-- START OF SUPPLIED MATERIAL --

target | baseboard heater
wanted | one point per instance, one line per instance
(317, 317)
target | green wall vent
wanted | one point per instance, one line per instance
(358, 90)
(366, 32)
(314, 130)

-- END OF SUPPLIED MATERIAL --

Copy every line of the records again, including the "target" and "wanted" lines, and scale each point coordinate in the answers by 2.1, rounding to the nearest whole number with halves rounded up.

→ **SOLUTION FOR THIS EXERCISE**:
target | baseboard heater
wanted | one point per instance, one line per instance
(666, 666)
target | green wall vent
wanted | one point per instance, one line per instance
(752, 189)
(769, 67)
(659, 273)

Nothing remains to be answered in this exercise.